• Complete the following:
1. According to the Brahms passage, in what year did the Third Symphony premiere?
2. List every film named in the Brahms passage.
3. Set down the Brahms passage from "In 1991, Branford" up to and including "in the refrain.".

The Third Symphony of Johannes Brahms has been popular since its premiere in 1883 and has been widely adapted in works of popular culture. The quotations predominantly are of the moody theme of the third movement.

The following list is organized chronologically.

In the 1946 film noir Undercurrent, starring Katharine Hepburn, the third-movement theme appears both in the opening credits and in multiple scenes.
The 1951 song "Take My Love" recorded and co-written by Frank Sinatra also uses the third-movement theme. Of the work, Kaplan writes, '"Take My Love," which turned a perfectly honest theme from Brahms's Third Symphony into an outright weeper, sold like the dog it was.'
In the 1952 film noir "Angel Face" (dir. Otto Preminger, produced by Howard Hughes, starring Jean Simmons and Robert Mitchum). Dmitry Tiomkin's score incorporated Brahms's 3rd movement as the main theme.
In the 1961 film Goodbye Again (also known as Aimez-vous Brahms?), starring Ingrid Bergman, the third movement theme is heard repeatedly, including as the tune of a song ("Say No More, It's Goodbye") sung by the night club singer (Diahann Carroll). A reviewer for the Illustrated London News wrote, "it insistently vulgarises and cheapens a theme from Brahms's Third Symphony".
The song "You'll love me yet" (track B3) on the studio album ′′Bach to the Blues′′ (1964) by the Ramsey Lewis Trio is a Jazz adaptation of the third movement.
In the show Fawlty Towers (1975-1979), Basil Fawlty, when accused by his wife of "listening to that racket", famously responds "Racket!? That's Brahms! Brahms's third racket!"
In 1983 Serge Gainsbourg wrote Baby Alone in Babylone for his ex-partner singer Jane Birkin, adopting Brahms's third movement theme as the main theme.
Robert Palmer album Pride 1983, ″Want You More″ melody line is from Brahms third movement.
In the 1987 film The Rosary Murders, the end credits music is an adaptation of the third movement. The song is titled "In Your Eyes" sung by Nancy Wood.
In 1991, Branford Marsalis paraphrased the main theme in the title track of his album The Beautyful Ones Not Yet Born, based on the novel by Ghanaian writer Ayi Kwei Armah.
In 1995, the popular anime Legend of the Galactic Heroes featured the third movement 'Poco Allegretto' in episode 83 ("After the festival") and in episode 94 ('Rebellion is a Hero's Privilege').
In the song When She's Gone by Eric XL Singleton Ft. Sinclair & Wilde (1997) the theme from the symphony was used in the refrain.
Carlos Santana used the third-movement theme in his song "Love of My Life," (Ft. Dave Matthews), from the album Supernatural (1999), although he does not credit Brahms.

• Part of a data file:
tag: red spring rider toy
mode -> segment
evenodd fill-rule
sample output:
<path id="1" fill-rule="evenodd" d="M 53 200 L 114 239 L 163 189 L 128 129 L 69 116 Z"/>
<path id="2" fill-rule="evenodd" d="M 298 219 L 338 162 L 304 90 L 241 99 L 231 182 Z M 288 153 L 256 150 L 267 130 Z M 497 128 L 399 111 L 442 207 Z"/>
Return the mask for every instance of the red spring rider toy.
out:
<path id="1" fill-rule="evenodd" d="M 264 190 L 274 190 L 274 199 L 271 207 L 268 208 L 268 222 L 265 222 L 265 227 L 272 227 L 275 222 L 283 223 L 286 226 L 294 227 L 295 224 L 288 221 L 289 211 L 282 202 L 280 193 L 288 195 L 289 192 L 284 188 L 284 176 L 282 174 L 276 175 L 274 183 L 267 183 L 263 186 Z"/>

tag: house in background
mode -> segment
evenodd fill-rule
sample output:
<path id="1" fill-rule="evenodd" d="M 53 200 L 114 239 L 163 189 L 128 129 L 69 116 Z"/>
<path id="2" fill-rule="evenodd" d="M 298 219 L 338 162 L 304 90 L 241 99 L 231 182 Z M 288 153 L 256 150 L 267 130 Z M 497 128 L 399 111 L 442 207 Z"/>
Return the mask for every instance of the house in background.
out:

• Exercise solutions:
1. 1883

2.
Undercurrent (1946)
Angel Face (1952)
Goodbye Again, also known as Aimez-vous Brahms? (1961)
The Rosary Murders (1987)

3.
In 1991, Branford Marsalis paraphrased the main theme in the title track of his album The Beautyful Ones Not Yet Born, based on the novel by Ghanaian writer Ayi Kwei Armah.
In 1995, the popular anime Legend of the Galactic Heroes featured the third movement 'Poco Allegretto' in episode 83 ("After the festival") and in episode 94 ('Rebellion is a Hero's Privilege').
In the song When She's Gone by Eric XL Singleton Ft. Sinclair & Wilde (1997) the theme from the symphony was used in the refrain.